North Carolina’s Continued Passive Aggressive War on Public Education

Rep. Tim Moore’s recent missive in EdNC.org (“Education reforms for North Carolina’s future”) begins with one of the more sweeping fallacies made by many in Raleigh who champion the crippling policies surrounding public education.

TimMooreNC

He starts,

“The North Carolina General Assembly is implementing meaningful public school reforms that are popular with parents and students because they focus on families’ shared priority of improving student achievement” (https://www.ednc.org/2017/11/09/education-reforms-north-carolinas-future/).

Popular with parents and students? Meaningful? Focused on shared priorities?

Well, consider the following list that just highlights some of those “reform” efforts from just the last eleven months.

  1. House Bill 17 was passed and “is meant to shift more power to Johnson and deem him the ‘administrative head’ of the state education department. The current law says some of the superintendent’s duties are ‘subject to the discretion, control and approval of the State Board of Education,’ but that language has been removed in several places in the proposed bill” (http://www.wral.com/bill-would-give-more-power-to-new-nc-superintendent-reduce-role-of-school-board/16341626/).
  2. A lawsuit by the state board against the superintendent over HB17 starts early in 2017. The General Assembly backs the state superintendent with taxpayer money in the case. The state board must use its own budget to finance lawsuit.
  3. The General Assembly passes a law (HB13) to limit class sizes in K-3 classrooms but does not allocate funds and resources to help hire needed teachers for new classes created in response or to help build extra classrooms.
  4. A principal pay plan that actually punishes many principals is passed without input from educators and is crafted in part by private business entities.
  5. Schools will no longer have Biology I test scores used to calculate school performance grade and school report cards when those scores have been among the highest in past years for each school.
  6. There is a new version of the N.C. Teaching Fellows that is a mere shadow of its former self.
  7. Opportunity Grants were expanded without any research backing its success to nearly a billion dollars over the next ten years.
  8. The Department of Public Instruction has its budget slashed by nearly 20% for the next two years.
  9. SB599 is passed and it allows people to enter the teaching profession with minimal training.
  10. An Innovative School District selects an unwilling school to turn over to a for-profit entity to “reform” it. That school system where the school resides is considering shutting down the school.
  11. Per-pupil expenditures still are one of the worst in the country.
  12. Textbook funding still lags millions behind what pre-recession levels were.
  13. There is a rash boon of a method to reformulate how monies are allocated to local school systems based political ideologies and personalities rather than principles.
  14. The state superintendent has not asserted himself as an instructional leader.

And that lawsuit between the state board of education and the state superintendent is still ongoing as it has been requested by the state board for the N.C. Supreme Court to hear the case all the while the very General Assembly that is propping the state superintendent is trying to recreate how judges in this state are elected and selected as well as drawing new judicial districts in an effort to take over the judicial system. That’s the same General Assembly that has been called out for gerrymandering districts – twice.

And Tim Moore wants to claim “The North Carolina General Assembly is implementing meaningful public school reforms that are popular with parents and students because they focus on families’ shared priority of improving student achievement.”

If “implementing meaningful public school reforms” means “waging war on public education” in this context, then Tim Moore is exactly right.

Task directions:
Please copy everything in the article on North Carolina's public education reforms from "7. Opportunity Grants" down to "next two years.", switching "Opportunity Grants" to "Voucher Grants".

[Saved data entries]
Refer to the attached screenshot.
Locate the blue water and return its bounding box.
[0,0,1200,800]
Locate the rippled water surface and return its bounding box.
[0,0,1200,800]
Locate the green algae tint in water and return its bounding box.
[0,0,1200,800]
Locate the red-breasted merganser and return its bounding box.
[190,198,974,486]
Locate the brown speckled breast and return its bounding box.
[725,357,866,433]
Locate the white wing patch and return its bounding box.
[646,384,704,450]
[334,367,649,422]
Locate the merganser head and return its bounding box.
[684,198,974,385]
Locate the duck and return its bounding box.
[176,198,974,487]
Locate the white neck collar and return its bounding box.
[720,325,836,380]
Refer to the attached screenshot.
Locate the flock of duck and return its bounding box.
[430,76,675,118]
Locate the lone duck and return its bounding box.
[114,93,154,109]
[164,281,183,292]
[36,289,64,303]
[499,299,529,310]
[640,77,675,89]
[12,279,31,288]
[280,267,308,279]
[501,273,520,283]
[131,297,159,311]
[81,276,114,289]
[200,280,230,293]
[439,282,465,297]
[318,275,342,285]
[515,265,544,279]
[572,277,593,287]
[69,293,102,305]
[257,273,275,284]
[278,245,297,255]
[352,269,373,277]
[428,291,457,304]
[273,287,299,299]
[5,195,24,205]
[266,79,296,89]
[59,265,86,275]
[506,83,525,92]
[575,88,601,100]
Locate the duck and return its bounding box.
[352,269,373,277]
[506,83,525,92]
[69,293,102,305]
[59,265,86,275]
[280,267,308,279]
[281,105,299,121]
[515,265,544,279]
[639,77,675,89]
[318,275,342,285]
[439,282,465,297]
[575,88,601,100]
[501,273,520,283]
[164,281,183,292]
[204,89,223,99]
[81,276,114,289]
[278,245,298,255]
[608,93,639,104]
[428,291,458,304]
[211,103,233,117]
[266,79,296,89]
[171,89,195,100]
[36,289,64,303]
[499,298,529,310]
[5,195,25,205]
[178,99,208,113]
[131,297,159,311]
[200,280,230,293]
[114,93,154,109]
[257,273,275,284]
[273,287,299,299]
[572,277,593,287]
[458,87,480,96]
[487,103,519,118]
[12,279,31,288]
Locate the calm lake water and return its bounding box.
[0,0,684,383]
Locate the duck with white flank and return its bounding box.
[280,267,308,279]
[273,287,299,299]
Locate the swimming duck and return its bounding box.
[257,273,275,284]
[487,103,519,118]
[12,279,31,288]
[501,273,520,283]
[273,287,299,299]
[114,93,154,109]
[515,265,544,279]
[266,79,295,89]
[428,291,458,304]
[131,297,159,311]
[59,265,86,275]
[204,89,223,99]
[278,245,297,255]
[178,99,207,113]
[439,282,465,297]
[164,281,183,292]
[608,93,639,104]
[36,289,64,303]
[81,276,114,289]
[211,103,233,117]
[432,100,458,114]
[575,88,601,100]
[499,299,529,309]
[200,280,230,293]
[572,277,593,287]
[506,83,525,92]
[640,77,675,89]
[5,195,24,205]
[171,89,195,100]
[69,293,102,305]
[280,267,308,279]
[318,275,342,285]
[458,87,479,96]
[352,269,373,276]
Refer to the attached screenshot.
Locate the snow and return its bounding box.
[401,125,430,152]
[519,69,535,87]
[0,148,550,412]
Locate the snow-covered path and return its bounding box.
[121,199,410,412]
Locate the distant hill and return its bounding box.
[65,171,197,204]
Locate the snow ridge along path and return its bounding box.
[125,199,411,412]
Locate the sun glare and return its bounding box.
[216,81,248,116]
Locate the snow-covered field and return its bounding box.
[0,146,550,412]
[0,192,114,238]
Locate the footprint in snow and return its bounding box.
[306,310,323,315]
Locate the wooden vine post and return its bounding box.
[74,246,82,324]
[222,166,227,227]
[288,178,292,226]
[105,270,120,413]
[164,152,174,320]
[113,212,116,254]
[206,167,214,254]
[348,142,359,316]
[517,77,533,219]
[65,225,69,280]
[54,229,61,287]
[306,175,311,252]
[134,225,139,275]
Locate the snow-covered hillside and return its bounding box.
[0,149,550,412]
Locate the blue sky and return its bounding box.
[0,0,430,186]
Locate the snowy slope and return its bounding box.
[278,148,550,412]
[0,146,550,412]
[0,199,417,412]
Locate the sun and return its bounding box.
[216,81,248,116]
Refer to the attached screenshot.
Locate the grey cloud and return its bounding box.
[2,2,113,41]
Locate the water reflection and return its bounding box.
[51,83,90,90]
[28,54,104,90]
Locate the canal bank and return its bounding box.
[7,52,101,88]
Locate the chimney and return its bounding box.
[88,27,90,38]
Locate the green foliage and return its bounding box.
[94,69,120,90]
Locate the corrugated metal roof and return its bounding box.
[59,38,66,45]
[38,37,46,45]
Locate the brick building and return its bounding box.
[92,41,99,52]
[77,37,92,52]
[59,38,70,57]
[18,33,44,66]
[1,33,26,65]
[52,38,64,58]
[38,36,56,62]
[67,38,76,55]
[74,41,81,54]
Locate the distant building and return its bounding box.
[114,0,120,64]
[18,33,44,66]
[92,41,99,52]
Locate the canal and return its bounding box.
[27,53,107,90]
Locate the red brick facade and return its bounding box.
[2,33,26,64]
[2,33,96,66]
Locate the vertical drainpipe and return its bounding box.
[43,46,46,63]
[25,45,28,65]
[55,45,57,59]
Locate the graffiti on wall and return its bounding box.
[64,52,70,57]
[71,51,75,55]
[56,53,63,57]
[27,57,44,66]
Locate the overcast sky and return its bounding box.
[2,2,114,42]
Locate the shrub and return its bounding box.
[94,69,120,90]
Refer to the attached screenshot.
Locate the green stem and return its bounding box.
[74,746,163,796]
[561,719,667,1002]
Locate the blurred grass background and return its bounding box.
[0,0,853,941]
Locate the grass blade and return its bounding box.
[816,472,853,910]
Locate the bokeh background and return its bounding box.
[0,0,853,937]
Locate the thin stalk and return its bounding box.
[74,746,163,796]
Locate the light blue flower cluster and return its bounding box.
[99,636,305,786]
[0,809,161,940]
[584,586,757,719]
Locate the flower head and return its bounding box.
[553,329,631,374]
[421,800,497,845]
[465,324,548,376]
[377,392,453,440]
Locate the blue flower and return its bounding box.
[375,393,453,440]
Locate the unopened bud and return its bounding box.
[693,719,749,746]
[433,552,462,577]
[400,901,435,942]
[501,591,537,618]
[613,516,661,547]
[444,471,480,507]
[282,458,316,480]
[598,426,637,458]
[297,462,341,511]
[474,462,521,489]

Your solution:
7. Voucher Grants were expanded without any research backing its success to nearly a billion dollars over the next ten years.
  8. The Department of Public Instruction has its budget slashed by nearly 20% for the next two years.